**Passage provided:**
____________________

I love it - smartest thing I ever did. It's all hooked up to a 4-zone timer so I can water stuff like landscaping and ornamentals separate from the vegetable garden.

I started with this kit:
https://www.amazon.com/Rain-Bird-GRDNER ... 000LO4FFG/

and then ordered extra tubing and accessories from there. For the sprayers, I'll explain my logic. The blue curly-q's are misters, and the sprayers are the "True Spray 360" nozzles:
https://www.amazon.com/Orbit-66190-2-In ... 000H9C9LM/
https://www.amazon.com/Rainbird-Truespr ... 011TMZNFO/

I tested many nozzles that fit this system, and all the "360 degree coverage" nozzles did a really horrible job - they would essentially spray a circle, that mainly waters the edge of the circle, and not the inside of the circle. Going on the theory that the ideal watering system sprays a consistent spray on all areas of the vegetable bed (thus why I don't use drip tubes), I found that the "True Spray 360" nozzles did the best job of watering the entire area of their spray, but the middle was still a little lacking. So I attached the misters pointing as straight up as possible, which essentially adds extra spray to the middle of the circle. By positioning the sprayers with slightly overlapping areas, you get a really consistent spray over the entire bed.

I use these risers:
https://www.amazon.com/Rain-Bird-RISER1 ... 0019TJ87C/

The sprayers will eventually be overgrown by large plants like broccoli, for example. I'm thinking of making pots or cans with soil or rocks in them that I could stick the risers into to lift them up another foot when that happens.

____________________

**Given task 1:**
Answer these from the watering system post:
(a) How many zones does the timer have?
(b) What are the blue curly-q's?
(c) Which plant is given as an example of one that will eventually overgrow the sprayers?
**Given task 2:** Rewrite the paragraph of the watering system post that begins "I tested many nozzles" as a short bulleted list that keeps its main facts.
The listing after this text is not needed for either task.

**Information shown:**
____________________

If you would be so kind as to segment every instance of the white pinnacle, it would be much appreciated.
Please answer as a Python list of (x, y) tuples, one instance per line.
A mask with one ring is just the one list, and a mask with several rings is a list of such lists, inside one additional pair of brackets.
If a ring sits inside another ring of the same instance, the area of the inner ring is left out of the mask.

____________________

**Exercise answer 1:**
(a) Four.
(b) Misters.
(c) Broccoli.

**Exercise answer 2:**
- Many nozzles that fit the system were tested. The "360 degree coverage" ones did a horrible job: they sprayed a circle that watered mainly its edge, not its inside.
- The aim is a consistent spray over all areas of the vegetable bed, which is why drip tubes aren't used.
- The "True Spray 360" nozzles watered the whole area best, though the middle was still a little lacking.
- Misters pointed as straight up as possible add extra spray to the middle of the circle.
- Positioning the sprayers so their areas overlap slightly gives a really consistent spray over the entire bed.